• [Goals]:
1/ Decide whether each statement below agrees with the passage on the liturgy of the hours, answering yes or no and quoting the words of the passage that settle it.
(a) The book for the liturgy of the hours is arranged by seasons.
(b) A deeper understanding of the psalms is to be promoted among the clergy alone.
(c) The wider range of Scripture readings is provided only in the Mass.
2/ Carry on the passage about the liturgy of the hours, picking up after its final sentence.

• [Text]:
Now that the prayer of holy Church has been reformed and entirely revised in 
keeping with its very ancient tradition and in the light of the needs of our 
day, it is to be hoped above all that the liturgy of the hours may pervade and 
penetrate the whole of Christian prayer, giving it life, direction, and 
expression and effectively nourishing the spiritual life of the people of God.

We have, therefore, every confidence that an appreciation of the prayer 
"without ceasing"[3] that our Lord Jesus Christ commanded will take on new life. 
The book for the liturgy of the hours, distributed as it is according to 
seasons, continually strengthens and supports that prayer. The very celebration 
of the liturgy of the hours, especially when a community gathered for this 
purpose expresses the genuine nature of the praying Church and stands as a 
wonderful sign of that Church.

Christian prayer above all is the prayer of the whole human community, which 
Christ joins to himself.[4] Everyone shares in this prayer, which is proper to 
the one Body as it offers prayers that give expression to the voice of Christ's 
beloved Bride, to the hopes and desires of the whole Christian people, to 
supplications and petitions for the needs of all humanity.

This prayer takes its unity from the heart of Christ, for our Redeemer 
desired "that the life he had entered upon in his mortal body with supplications 
and with his sacrifice should continue without interruption through the ages in 
his Mystical Body, which is the Church."[5] 

Because of this, the prayer of the Church is at the same time "the very prayer 
that Christ himself, together with his Body, addresses to the Father."[6] As we 
celebrate the office, therefore, we must recognize our own voices echoing in 
Christ, his voice echoing in us.[7]

To manifest this quality of our prayer more clearly, "the warm and living love 
for holy Scripture"[8] that permeates the liturgy of the hours must come to life 
in all of us, so that Scripture may indeed become the chief source of all 
Christian prayer. In particular, the praying of the psalms, which continually 
ponders and proclaims the action of God in the history of salvation, must be 
grasped with new warmth by the people of God. This will be achieved more readily 
if a deeper understanding of the psalms, in the meaning in which they are used 
in the liturgy, is more diligently promoted among the clergy and communicated to 
all the faithful by means of appropriate catechesis. The wider range of 
Scripture readings provided not only in the Mass but also in the new liturgy of 
the hours will enable the history of salvation to be constantly recalled and its 
continuation in the life of the human race to be effectively proclaimed.

Location labeling records:

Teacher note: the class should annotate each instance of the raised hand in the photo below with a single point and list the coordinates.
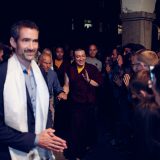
(86, 76)
(47, 139)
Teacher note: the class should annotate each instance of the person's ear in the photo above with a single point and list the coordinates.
(143, 93)
(13, 42)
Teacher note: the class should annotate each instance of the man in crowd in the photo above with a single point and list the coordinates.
(24, 101)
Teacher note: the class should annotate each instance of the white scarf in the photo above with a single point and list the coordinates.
(15, 104)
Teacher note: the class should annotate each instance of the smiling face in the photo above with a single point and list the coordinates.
(93, 50)
(26, 45)
(80, 58)
(46, 62)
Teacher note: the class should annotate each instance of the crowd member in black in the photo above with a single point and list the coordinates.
(146, 119)
(5, 53)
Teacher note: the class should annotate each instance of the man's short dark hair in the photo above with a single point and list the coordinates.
(22, 24)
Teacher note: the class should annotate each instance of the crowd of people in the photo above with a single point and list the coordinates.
(50, 100)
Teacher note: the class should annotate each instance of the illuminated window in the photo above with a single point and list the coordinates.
(87, 23)
(73, 24)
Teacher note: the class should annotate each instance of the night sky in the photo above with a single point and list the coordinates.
(54, 17)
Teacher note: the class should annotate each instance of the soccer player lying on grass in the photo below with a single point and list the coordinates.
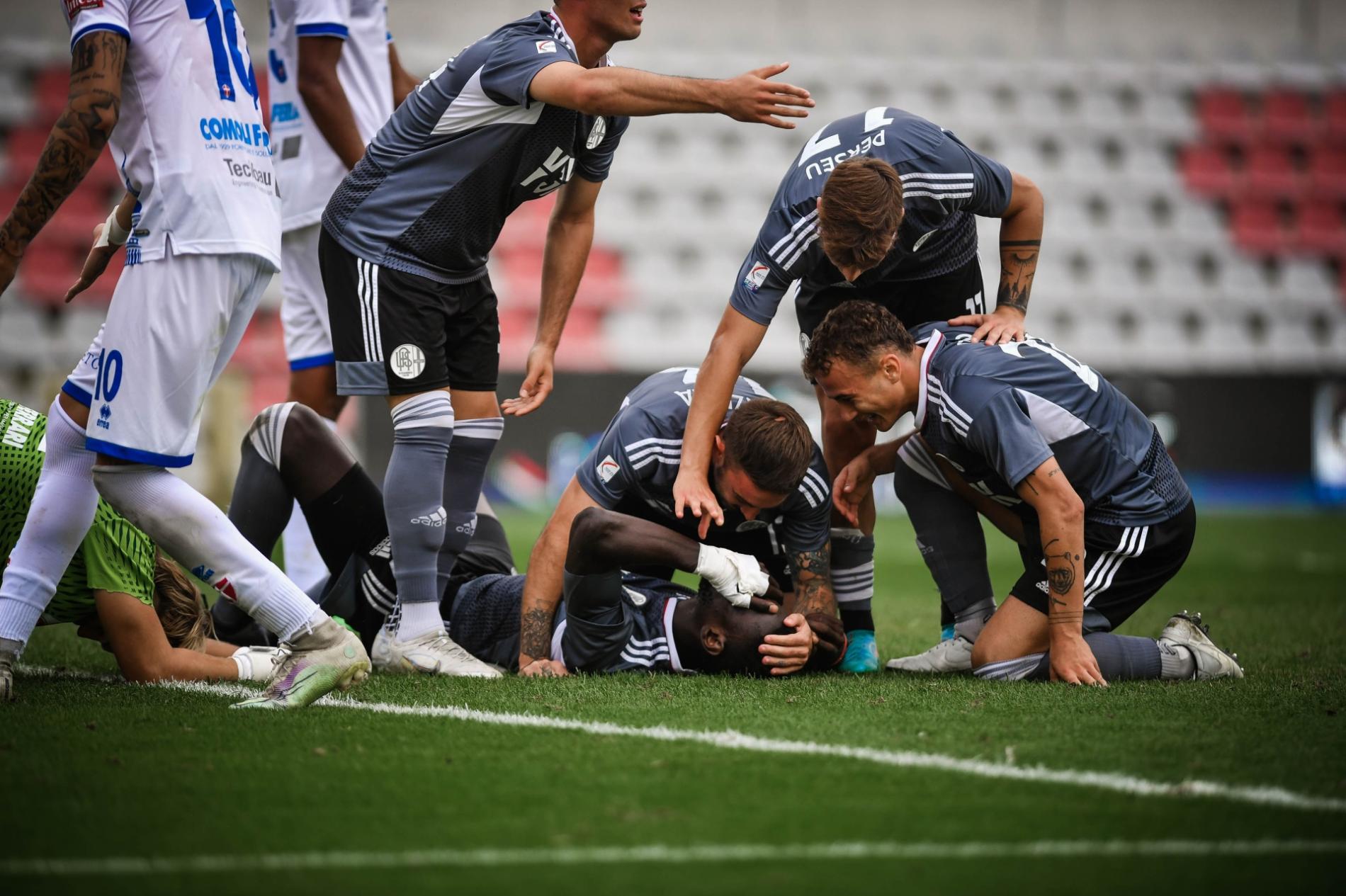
(610, 622)
(119, 588)
(1102, 514)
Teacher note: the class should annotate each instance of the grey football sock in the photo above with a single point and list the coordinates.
(474, 441)
(423, 429)
(1175, 662)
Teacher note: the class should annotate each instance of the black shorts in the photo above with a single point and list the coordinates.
(400, 334)
(1124, 567)
(913, 302)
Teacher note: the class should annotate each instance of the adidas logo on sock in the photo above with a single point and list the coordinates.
(435, 520)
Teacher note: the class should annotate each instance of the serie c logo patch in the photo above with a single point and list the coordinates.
(408, 361)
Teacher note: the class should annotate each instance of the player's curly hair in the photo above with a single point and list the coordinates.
(856, 333)
(769, 441)
(179, 606)
(859, 212)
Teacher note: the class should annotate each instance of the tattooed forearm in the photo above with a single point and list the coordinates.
(76, 139)
(1018, 267)
(813, 582)
(535, 635)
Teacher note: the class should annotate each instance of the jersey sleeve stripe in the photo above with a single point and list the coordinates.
(322, 30)
(98, 26)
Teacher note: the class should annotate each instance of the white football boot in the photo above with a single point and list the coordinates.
(952, 655)
(1211, 662)
(431, 654)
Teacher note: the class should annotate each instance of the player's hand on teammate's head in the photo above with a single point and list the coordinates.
(755, 98)
(1000, 326)
(694, 494)
(851, 487)
(538, 382)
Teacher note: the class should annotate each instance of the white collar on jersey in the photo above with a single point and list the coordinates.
(930, 347)
(674, 664)
(565, 37)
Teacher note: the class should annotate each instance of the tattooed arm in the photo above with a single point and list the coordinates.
(1061, 517)
(1021, 237)
(73, 147)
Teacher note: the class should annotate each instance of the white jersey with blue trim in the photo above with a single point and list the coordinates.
(945, 186)
(190, 142)
(307, 167)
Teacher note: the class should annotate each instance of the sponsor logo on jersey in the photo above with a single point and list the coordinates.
(407, 361)
(596, 133)
(234, 131)
(755, 276)
(73, 7)
(21, 424)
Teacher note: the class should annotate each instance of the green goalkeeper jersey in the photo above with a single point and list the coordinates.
(115, 555)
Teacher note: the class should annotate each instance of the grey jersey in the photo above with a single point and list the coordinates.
(944, 186)
(641, 451)
(466, 148)
(997, 412)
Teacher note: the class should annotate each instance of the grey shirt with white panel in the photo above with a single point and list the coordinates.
(641, 451)
(944, 186)
(466, 148)
(997, 412)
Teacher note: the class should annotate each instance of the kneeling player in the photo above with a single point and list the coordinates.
(119, 588)
(291, 455)
(1100, 511)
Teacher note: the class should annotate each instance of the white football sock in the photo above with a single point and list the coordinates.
(197, 535)
(58, 520)
(419, 618)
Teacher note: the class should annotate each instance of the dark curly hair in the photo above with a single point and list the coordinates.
(855, 333)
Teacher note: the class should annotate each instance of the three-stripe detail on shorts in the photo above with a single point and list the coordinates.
(368, 294)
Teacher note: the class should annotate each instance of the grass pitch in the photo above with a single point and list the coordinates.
(188, 794)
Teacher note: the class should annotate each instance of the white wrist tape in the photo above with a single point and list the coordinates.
(113, 234)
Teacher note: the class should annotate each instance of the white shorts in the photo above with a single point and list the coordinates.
(171, 329)
(303, 308)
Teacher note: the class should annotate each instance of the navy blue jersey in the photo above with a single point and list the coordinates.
(466, 148)
(997, 412)
(643, 450)
(944, 186)
(628, 628)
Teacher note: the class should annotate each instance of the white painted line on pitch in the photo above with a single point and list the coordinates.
(1116, 782)
(660, 854)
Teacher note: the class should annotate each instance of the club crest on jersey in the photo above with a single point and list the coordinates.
(407, 361)
(755, 276)
(596, 133)
(73, 7)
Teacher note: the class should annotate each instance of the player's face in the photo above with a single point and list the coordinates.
(737, 490)
(618, 19)
(870, 397)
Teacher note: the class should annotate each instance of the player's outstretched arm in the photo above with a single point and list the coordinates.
(734, 344)
(79, 136)
(614, 91)
(1061, 517)
(570, 234)
(326, 98)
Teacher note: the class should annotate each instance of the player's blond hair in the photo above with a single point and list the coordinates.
(179, 606)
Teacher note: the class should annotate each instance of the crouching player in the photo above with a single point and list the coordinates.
(119, 588)
(610, 620)
(1099, 509)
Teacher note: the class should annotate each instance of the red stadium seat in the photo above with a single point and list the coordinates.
(1269, 173)
(1208, 171)
(1224, 115)
(1286, 118)
(1328, 173)
(1319, 229)
(1257, 229)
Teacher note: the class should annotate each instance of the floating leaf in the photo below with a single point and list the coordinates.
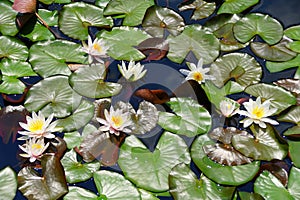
(51, 57)
(80, 117)
(268, 28)
(240, 66)
(228, 175)
(77, 171)
(52, 95)
(189, 118)
(89, 81)
(144, 168)
(8, 184)
(122, 42)
(132, 11)
(279, 98)
(236, 6)
(196, 39)
(185, 185)
(202, 9)
(76, 18)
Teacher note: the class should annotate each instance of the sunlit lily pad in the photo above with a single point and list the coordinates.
(243, 68)
(51, 57)
(228, 175)
(189, 118)
(150, 170)
(236, 6)
(263, 146)
(279, 97)
(268, 28)
(122, 42)
(131, 10)
(196, 39)
(89, 81)
(268, 186)
(7, 18)
(53, 95)
(185, 185)
(8, 184)
(202, 9)
(77, 171)
(12, 70)
(76, 18)
(157, 20)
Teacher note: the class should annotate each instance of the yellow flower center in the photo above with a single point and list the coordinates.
(36, 125)
(258, 112)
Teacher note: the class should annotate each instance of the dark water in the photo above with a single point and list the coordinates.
(285, 11)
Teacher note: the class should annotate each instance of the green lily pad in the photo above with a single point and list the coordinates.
(227, 175)
(77, 171)
(52, 95)
(131, 10)
(122, 42)
(158, 19)
(8, 184)
(185, 185)
(239, 66)
(189, 118)
(76, 18)
(89, 81)
(196, 39)
(202, 9)
(12, 70)
(268, 186)
(236, 6)
(150, 170)
(80, 117)
(268, 28)
(279, 97)
(12, 48)
(8, 17)
(263, 146)
(50, 58)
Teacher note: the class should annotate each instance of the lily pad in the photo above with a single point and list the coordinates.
(8, 184)
(80, 117)
(202, 9)
(122, 42)
(227, 175)
(132, 11)
(53, 95)
(185, 185)
(157, 20)
(263, 146)
(268, 28)
(12, 48)
(236, 6)
(76, 18)
(150, 170)
(196, 39)
(89, 81)
(77, 171)
(50, 58)
(243, 68)
(189, 118)
(279, 97)
(7, 18)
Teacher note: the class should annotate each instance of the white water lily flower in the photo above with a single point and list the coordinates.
(96, 49)
(197, 73)
(258, 113)
(38, 127)
(115, 121)
(33, 148)
(133, 72)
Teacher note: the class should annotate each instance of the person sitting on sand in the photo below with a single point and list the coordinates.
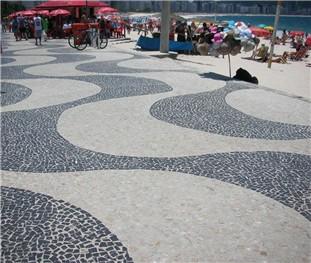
(262, 53)
(282, 59)
(284, 37)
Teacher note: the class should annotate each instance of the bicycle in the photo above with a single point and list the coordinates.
(88, 37)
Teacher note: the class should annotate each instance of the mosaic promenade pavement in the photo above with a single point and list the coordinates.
(113, 156)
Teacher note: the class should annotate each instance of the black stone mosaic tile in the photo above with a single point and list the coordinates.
(13, 93)
(5, 60)
(37, 228)
(31, 143)
(112, 67)
(209, 112)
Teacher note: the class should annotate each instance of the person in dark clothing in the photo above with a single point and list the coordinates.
(180, 30)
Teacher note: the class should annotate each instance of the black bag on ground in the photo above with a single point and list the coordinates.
(244, 75)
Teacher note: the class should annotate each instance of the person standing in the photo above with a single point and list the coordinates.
(45, 25)
(15, 28)
(21, 27)
(38, 29)
(102, 27)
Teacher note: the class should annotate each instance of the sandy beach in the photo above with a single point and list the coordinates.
(292, 78)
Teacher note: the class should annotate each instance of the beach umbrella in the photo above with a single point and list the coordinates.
(308, 41)
(296, 33)
(106, 10)
(262, 26)
(12, 15)
(270, 28)
(276, 22)
(260, 32)
(27, 13)
(59, 12)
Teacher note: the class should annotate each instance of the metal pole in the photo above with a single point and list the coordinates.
(276, 22)
(165, 26)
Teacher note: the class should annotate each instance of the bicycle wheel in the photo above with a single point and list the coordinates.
(103, 42)
(71, 41)
(80, 41)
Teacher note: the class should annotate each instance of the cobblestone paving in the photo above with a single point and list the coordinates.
(30, 143)
(210, 112)
(13, 93)
(38, 228)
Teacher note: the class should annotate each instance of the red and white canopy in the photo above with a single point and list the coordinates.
(106, 10)
(52, 4)
(59, 12)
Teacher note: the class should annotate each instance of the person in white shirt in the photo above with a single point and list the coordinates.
(38, 29)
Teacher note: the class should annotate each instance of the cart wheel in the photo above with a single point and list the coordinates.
(80, 42)
(71, 41)
(103, 43)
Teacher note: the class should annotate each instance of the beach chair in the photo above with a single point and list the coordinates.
(262, 54)
(281, 59)
(299, 55)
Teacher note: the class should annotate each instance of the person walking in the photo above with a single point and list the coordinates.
(45, 25)
(38, 29)
(15, 28)
(21, 27)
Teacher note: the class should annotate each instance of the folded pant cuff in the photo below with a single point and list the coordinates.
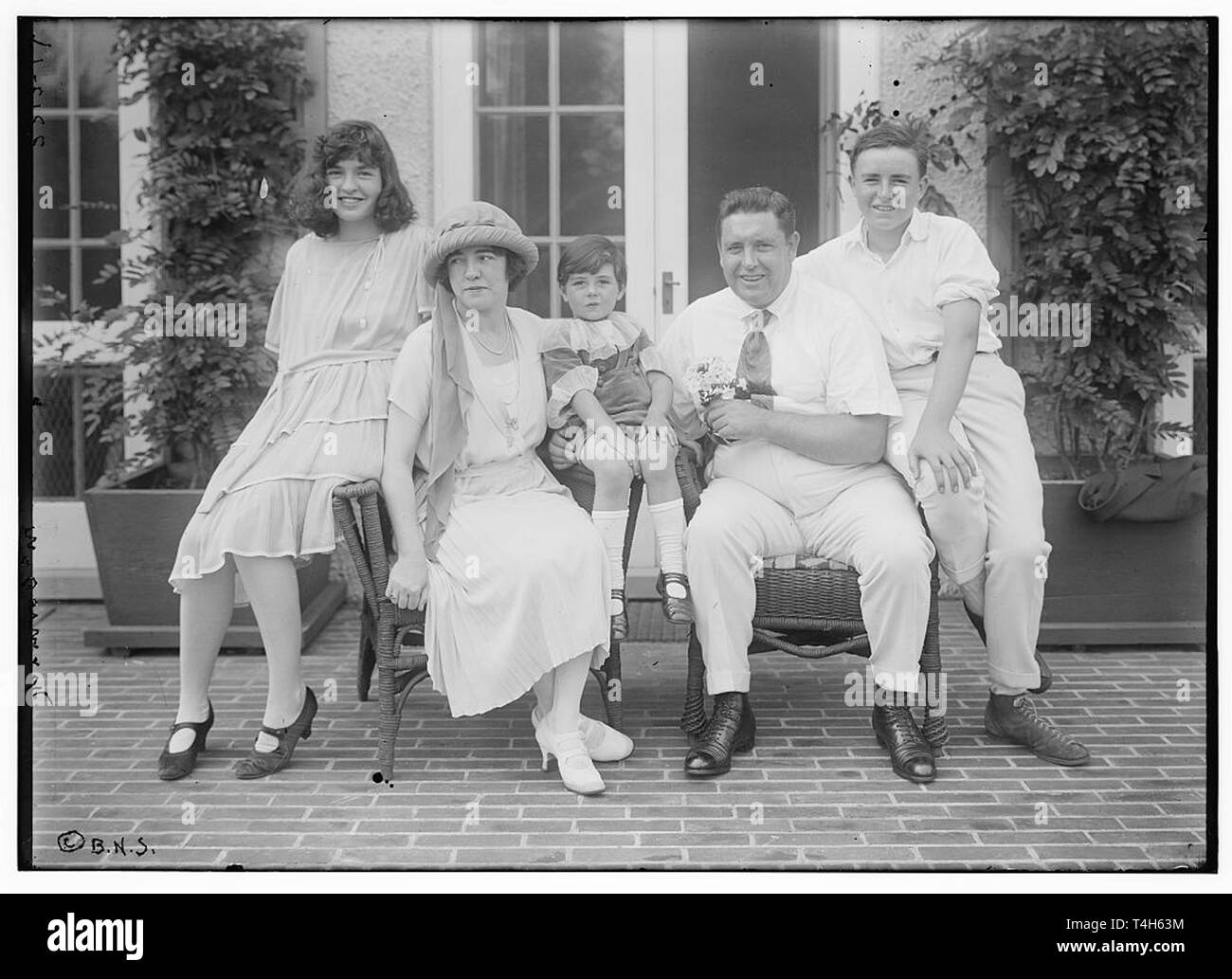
(727, 681)
(1010, 679)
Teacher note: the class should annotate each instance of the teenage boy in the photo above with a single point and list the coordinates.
(962, 440)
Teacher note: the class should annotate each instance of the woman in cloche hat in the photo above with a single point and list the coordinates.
(513, 572)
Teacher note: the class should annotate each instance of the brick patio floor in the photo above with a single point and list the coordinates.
(816, 793)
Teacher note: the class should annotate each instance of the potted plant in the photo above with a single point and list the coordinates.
(1100, 130)
(222, 140)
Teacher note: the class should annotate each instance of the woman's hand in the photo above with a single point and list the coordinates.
(944, 455)
(562, 447)
(408, 583)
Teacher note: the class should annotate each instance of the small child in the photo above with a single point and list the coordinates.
(604, 373)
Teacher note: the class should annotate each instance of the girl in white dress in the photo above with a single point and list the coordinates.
(349, 297)
(513, 572)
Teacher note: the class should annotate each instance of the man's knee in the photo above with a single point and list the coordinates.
(965, 499)
(611, 472)
(896, 548)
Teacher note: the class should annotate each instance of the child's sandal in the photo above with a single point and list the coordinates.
(678, 609)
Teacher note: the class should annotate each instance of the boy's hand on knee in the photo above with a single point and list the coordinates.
(657, 426)
(944, 455)
(562, 447)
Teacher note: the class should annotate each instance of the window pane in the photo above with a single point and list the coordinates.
(100, 177)
(591, 63)
(50, 73)
(513, 168)
(534, 293)
(102, 295)
(513, 64)
(52, 172)
(53, 436)
(591, 173)
(50, 270)
(95, 63)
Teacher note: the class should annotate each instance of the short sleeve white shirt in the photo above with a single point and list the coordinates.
(939, 262)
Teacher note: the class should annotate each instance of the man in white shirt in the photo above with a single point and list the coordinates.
(799, 468)
(962, 441)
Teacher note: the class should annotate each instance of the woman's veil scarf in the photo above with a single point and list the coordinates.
(446, 424)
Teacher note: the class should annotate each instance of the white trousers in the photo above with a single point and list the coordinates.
(997, 525)
(870, 525)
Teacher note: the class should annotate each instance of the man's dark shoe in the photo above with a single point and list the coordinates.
(1045, 673)
(730, 729)
(910, 752)
(1014, 718)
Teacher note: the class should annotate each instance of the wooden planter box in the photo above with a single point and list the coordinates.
(136, 532)
(1117, 583)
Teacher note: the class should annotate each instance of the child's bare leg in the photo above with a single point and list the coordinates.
(666, 509)
(274, 590)
(610, 514)
(206, 607)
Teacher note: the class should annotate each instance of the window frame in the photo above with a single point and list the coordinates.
(74, 114)
(553, 110)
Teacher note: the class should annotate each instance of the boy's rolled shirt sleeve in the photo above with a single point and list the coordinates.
(568, 382)
(563, 371)
(859, 377)
(966, 271)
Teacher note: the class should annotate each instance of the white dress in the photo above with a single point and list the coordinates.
(340, 316)
(520, 581)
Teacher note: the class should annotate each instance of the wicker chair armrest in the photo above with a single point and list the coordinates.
(344, 518)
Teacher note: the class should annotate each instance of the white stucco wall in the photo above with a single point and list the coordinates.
(382, 70)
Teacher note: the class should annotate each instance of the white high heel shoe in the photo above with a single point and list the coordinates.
(577, 770)
(603, 741)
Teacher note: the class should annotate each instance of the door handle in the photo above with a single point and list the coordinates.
(668, 295)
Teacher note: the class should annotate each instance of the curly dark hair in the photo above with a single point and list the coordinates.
(352, 139)
(516, 270)
(590, 254)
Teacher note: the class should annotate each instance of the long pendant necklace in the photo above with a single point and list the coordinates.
(508, 409)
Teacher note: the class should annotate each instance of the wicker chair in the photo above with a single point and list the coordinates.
(809, 607)
(383, 627)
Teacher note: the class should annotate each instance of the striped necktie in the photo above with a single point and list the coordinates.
(754, 362)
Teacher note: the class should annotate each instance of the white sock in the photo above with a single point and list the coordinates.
(669, 531)
(611, 525)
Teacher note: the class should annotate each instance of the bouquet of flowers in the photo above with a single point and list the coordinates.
(713, 378)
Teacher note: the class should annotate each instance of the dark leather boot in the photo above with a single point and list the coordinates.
(1014, 718)
(1045, 673)
(910, 752)
(731, 728)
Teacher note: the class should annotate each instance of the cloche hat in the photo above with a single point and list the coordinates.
(475, 226)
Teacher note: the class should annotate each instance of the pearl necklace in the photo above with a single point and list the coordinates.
(475, 332)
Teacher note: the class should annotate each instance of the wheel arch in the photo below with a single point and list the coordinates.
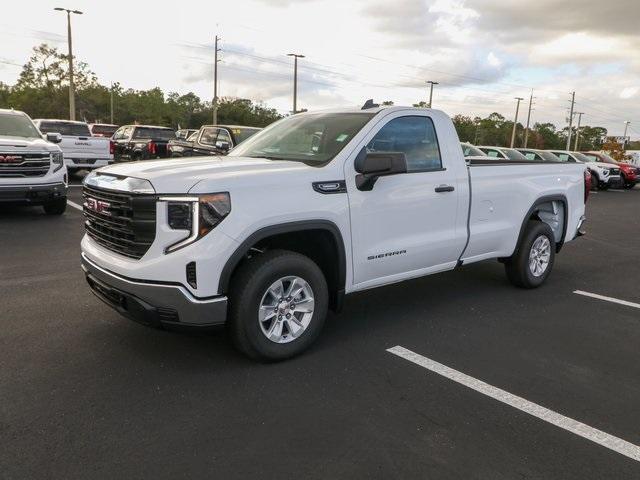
(534, 214)
(330, 256)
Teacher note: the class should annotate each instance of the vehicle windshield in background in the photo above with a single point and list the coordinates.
(14, 125)
(548, 156)
(155, 133)
(583, 158)
(471, 151)
(66, 129)
(241, 134)
(104, 130)
(310, 138)
(514, 154)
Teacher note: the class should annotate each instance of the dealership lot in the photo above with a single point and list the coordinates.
(87, 394)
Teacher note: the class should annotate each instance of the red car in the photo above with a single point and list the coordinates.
(629, 173)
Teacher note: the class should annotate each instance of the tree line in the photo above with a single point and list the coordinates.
(42, 91)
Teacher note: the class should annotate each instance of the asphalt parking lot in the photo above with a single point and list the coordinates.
(87, 394)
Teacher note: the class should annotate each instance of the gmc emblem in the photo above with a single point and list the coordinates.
(97, 206)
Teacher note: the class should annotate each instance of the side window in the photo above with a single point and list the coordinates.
(223, 136)
(414, 136)
(209, 136)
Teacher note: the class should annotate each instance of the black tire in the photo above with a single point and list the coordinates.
(55, 207)
(518, 267)
(249, 285)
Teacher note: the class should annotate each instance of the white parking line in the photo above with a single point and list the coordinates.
(585, 431)
(74, 205)
(607, 299)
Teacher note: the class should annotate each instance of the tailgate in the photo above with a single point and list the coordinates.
(85, 147)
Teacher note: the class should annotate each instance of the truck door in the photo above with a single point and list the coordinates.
(413, 223)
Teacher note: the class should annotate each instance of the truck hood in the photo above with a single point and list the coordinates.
(17, 144)
(180, 175)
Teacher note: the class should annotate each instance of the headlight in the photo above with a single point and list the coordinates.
(197, 215)
(57, 159)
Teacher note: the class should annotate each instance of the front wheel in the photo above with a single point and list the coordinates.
(278, 304)
(533, 259)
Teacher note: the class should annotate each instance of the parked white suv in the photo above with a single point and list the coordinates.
(32, 170)
(603, 175)
(80, 149)
(316, 206)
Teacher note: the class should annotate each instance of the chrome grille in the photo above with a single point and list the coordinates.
(20, 165)
(122, 222)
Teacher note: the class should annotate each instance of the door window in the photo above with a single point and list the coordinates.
(414, 136)
(209, 136)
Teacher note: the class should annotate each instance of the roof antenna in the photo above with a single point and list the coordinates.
(369, 104)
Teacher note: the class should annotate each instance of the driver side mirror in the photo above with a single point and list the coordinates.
(53, 137)
(373, 165)
(222, 145)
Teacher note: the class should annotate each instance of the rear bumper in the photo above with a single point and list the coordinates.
(32, 194)
(151, 303)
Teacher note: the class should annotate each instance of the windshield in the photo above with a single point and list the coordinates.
(154, 133)
(514, 154)
(66, 129)
(314, 139)
(583, 158)
(471, 151)
(241, 134)
(16, 125)
(103, 130)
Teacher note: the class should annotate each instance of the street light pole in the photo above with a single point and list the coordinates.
(577, 142)
(624, 137)
(526, 130)
(295, 56)
(515, 121)
(72, 93)
(431, 84)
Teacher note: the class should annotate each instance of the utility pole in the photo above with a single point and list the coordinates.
(72, 93)
(577, 142)
(526, 130)
(515, 121)
(111, 102)
(624, 137)
(215, 81)
(431, 84)
(573, 101)
(295, 56)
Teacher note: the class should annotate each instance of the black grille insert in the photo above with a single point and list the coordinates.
(122, 222)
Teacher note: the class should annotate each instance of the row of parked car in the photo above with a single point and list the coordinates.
(605, 171)
(89, 146)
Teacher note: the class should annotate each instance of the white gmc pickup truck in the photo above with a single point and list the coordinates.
(80, 149)
(316, 206)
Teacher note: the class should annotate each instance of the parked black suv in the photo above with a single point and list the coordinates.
(141, 142)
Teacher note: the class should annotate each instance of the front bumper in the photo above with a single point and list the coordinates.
(151, 303)
(32, 194)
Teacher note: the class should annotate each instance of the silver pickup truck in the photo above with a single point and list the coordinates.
(80, 149)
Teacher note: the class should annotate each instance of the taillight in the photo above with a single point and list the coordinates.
(587, 184)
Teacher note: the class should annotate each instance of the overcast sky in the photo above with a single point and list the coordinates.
(482, 52)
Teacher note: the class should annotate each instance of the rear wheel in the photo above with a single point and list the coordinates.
(278, 305)
(531, 263)
(55, 207)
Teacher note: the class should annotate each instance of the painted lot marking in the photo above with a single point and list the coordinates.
(585, 431)
(607, 299)
(74, 205)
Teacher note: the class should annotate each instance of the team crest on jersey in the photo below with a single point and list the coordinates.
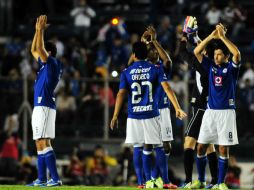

• [The answers]:
1/
(a) Yes: "distributed as it is according to seasons"
(b) No: "communicated to all the faithful by means of appropriate catechesis"
(c) No: "provided not only in the Mass but also in the new liturgy of the hours"

2/
The life of Christ in his Mystical Body also perfects and elevates the 
personal life of each member of the faithful. Any conflict therefore between the 
prayer of the Church and personal prayer must be entirely excluded; rather the 
relationship between them must be strengthened and enlarged. Mental prayer 
should draw unfailing nourishment from readings, psalms, and the other parts of 
the liturgy of the hours. The recitation of the office should be adapted, as far 
as possible, to the needs of living and personal prayer, so that as the General 
Instruction provides, rhythms and melodies are used and forms of celebration 
chosen that are more suited to the spiritual needs of those who pray it. If the 
prayer of the divine office becomes genuine personal prayer, the relation 
between the liturgy and the whole Christian life also becomes clearer. The whole 
life of the faithful, hour by hour during day and night, is a kind of leitourgia 
or public service, in which the faithful give themselves over to the ministry of 
love toward God and neighbor, identifying themselves with the action of Christ, 
who by his life and self-offering sanctified the life of all humanity.

The liturgy of the hours clearly expresses and effectively strengthens this 
sublime truth, embodied in the Christian life.

For this reason the hours are recommended to all Christ's faithful members, 
including those who are not bound by law to their recitation.

Those who have received from the Church the mandate to celebrate the liturgy 
of the hours are to complete its entire course faithfully each day, respecting 
as far as possible the actual time of day; first and foremost, they are to give 
due importance to morning and evening prayer.

Those who are in holy orders and are marked in a special way with the sign of 
Christ the Priest, as well as those consecrated in a particular way to the 
service of God and of the Church by the vows of religious profession, should not 
only be moved to celebrate the hours through obedience to law, but should also 
feel themselves drawn to them because of the intrinsic excellence of the hours 
and their pastoral and ascetical value. It is extremely desirable that the 
public prayer of the Church be offered by all from hearts renewed, in 
acknowledgment of the inherent need within the whole Body of the Church: as the 
image of its Head, the Church must be described as the praying Church.

May the praise of God reecho in the Church of our day with greater grandeur 
and beauty by means of the new book for the liturgy of the hours, which now by 
Apostolic authority we sanction, approve, and promulgate. May it join the praise 
sung by saints and angels in the court of heaven. May it go from strength to 
strength in the days of this earthly exile and soon attain the fullness of 
praise that throughout eternity will be given "to the One who sits upon the 
throne and to the Lamb."[9]

We decree that this new book for the liturgy of the hours may be put into use 
as soon as it is published. Meanwhile, the conferences of bishops are to see to 
the preparation of editions of this liturgical work in the vernacular and, after 
approval, that is, confirmation, of these editions by the Apostolic See, are to 
fix the date when the vernacular editions may or must be used, either in whole 
or in part. Beginning on the effective date for use of these versions in 
vernacular celebrations, only the revised form of the liturgy of the hours is to 
be followed, even by those who continue to use Latin.

For those however who, because of advanced age or for special reasons, 
experience serious difficulties in observing the new rite it is lawful to 
continue to use the former Roman Breviary, in whole or in part, with the consent 
of their Ordinary, and exclusively in individual recitation.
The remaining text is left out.